The coffee trees in Wate Gogogu are only five to ten years old—some of Ethiopia's youngest. These younger trees, the extreme altitudes, and Kadir Jabril’s inimitable focus on quality all together result in an exceptionally complex coffee. In the cup we find intoxicating honeysuckle, passion fruit, and a lively citrus acidity.
2,000 - 2,280 masl
Hand-picked at peak ripeness. Fermented underwater for 36-48 hours. Washed and soaked in clean water. Dried on raised beds for 10-14 days.
The woreda (district) of Uraga has quickly become recognized as one of the most celebrated and prized coffee-producing regions in Ethiopia. A lot of this has to do with staggering altitudes, the young age of the coffee plants, and the nutrient density of the region’s soils. However, the work and dedication of the Jabril brothers—specifically Kadir for this particular washing station—cannot be overstated. The vast majority of this coffee is produced mainly in ‘gardens’, meaning the individual producers tend only a hectare or two of land around their home.
---
**TASKS TO COMPLETE**.
(1) Reproduce the coffee description word for word from "The woreda (district)" to "around their home.".
(2) Answer these questions from the coffee description:
(a) How old are the coffee trees in Wate Gogogu?
(b) For how long is the coffee fermented underwater?
(c) How much land do the individual producers tend around their homes?
(3) Extend the coffee description with the passage that would come next, starting after its final sentence.
The items after the coffee description can be set aside, since none of the work here depends on them.
---
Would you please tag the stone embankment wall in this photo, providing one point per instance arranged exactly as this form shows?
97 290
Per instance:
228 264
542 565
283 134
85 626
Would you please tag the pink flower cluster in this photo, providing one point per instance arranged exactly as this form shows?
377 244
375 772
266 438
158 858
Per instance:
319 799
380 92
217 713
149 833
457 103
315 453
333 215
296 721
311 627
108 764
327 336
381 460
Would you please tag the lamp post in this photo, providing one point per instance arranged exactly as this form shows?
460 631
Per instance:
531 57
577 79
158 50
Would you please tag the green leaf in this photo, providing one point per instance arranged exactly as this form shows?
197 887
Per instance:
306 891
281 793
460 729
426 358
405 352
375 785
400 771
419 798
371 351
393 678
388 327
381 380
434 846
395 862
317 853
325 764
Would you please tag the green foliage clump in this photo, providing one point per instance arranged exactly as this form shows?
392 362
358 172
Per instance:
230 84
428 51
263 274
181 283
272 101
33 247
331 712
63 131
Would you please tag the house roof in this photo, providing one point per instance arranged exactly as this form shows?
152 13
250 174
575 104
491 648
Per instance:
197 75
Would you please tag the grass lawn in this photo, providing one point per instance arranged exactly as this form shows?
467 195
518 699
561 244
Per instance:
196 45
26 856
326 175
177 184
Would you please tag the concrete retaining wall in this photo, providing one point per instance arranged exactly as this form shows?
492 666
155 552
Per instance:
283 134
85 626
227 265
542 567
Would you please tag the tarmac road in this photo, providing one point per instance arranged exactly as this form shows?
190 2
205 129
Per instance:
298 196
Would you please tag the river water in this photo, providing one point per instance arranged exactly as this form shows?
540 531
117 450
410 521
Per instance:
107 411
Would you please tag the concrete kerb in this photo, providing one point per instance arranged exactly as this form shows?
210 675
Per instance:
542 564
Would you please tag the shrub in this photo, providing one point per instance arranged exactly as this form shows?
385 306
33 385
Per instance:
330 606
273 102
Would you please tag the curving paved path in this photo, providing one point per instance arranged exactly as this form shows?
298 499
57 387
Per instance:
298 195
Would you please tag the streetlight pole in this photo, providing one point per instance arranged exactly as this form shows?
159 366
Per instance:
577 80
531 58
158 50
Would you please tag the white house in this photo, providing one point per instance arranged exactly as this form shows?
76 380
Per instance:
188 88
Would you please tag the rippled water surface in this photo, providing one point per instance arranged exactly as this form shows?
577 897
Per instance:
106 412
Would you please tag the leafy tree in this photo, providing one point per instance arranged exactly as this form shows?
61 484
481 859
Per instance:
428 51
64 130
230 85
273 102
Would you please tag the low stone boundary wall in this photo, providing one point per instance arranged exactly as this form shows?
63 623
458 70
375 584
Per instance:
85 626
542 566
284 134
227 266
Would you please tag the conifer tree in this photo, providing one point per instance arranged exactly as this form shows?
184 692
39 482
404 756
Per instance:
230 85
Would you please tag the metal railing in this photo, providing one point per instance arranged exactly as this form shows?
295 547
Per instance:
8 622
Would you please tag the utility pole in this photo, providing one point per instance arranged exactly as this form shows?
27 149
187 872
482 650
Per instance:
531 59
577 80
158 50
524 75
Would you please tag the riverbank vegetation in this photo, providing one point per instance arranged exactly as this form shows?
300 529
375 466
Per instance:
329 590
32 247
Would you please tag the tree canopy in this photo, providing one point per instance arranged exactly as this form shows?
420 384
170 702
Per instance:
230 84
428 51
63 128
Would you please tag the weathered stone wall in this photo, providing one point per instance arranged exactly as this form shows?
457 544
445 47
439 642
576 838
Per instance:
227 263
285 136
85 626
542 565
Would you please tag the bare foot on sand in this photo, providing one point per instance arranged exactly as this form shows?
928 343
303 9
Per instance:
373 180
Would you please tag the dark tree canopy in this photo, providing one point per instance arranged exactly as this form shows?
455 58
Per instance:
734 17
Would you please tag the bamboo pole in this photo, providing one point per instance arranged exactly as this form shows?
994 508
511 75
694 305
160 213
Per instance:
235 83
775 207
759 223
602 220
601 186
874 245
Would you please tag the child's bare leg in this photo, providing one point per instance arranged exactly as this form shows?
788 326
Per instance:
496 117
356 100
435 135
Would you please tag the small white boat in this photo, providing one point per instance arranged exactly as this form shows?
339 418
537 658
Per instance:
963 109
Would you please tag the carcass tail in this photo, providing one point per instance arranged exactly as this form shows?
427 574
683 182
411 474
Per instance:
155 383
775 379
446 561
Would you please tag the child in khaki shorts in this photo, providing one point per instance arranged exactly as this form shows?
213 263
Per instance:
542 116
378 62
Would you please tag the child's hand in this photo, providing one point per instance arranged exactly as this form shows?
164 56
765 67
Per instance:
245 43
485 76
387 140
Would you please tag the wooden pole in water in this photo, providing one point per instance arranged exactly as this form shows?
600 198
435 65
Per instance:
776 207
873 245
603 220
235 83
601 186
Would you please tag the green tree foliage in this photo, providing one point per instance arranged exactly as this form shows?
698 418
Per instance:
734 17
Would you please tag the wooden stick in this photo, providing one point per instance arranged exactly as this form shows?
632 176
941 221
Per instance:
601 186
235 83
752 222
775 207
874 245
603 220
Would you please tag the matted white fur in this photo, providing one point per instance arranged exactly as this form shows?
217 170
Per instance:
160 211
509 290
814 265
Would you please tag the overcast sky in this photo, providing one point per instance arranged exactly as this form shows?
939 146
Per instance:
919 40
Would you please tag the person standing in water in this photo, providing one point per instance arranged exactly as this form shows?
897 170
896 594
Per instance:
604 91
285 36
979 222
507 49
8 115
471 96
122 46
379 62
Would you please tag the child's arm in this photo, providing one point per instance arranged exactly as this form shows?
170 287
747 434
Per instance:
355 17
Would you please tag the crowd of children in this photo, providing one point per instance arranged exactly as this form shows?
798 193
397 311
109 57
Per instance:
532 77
---
**TASK-BY-TASK RESULTS**.
(1)
The woreda (district) of Uraga has quickly become recognized as one of the most celebrated and prized coffee-producing regions in Ethiopia. A lot of this has to do with staggering altitudes, the young age of the coffee plants, and the nutrient density of the region’s soils. However, the work and dedication of the Jabril brothers—specifically Kadir for this particular washing station—cannot be overstated. The vast majority of this coffee is produced mainly in ‘gardens’, meaning the individual producers tend only a hectare or two of land around their home.

(2)
(a) Five to ten years old.
(b) 36-48 hours.
(c) A hectare or two.

(3)
Ethiopia is widely acknowledged as where coffee originated, and its production continues to represent about 10% of the country’s gross domestic product. DNA testing has confirmed over 60 distinct varieties growing in Ethiopia, making it home to the most coffee biodiversity of any region in the world. Given the tradition of coffee production in Ethiopia and the political interworkings of the Ethiopian coffee trade, it is virtually impossible to get single variety coffee lots from Ethiopia. This is changing, albeit very slowly. Most Ethiopian coffees are blends of the many Ethiopian varieties, and referred to simply as 'Ethiopian Landrace'.
The cost of getting a coffee from cherry to beverage varies enormously depending on its place of origin and the location of its consumption. The inclusion of price transparency is a starting point to inform broader conversation around the true costs of production and the sustainability of specialty coffee as a whole.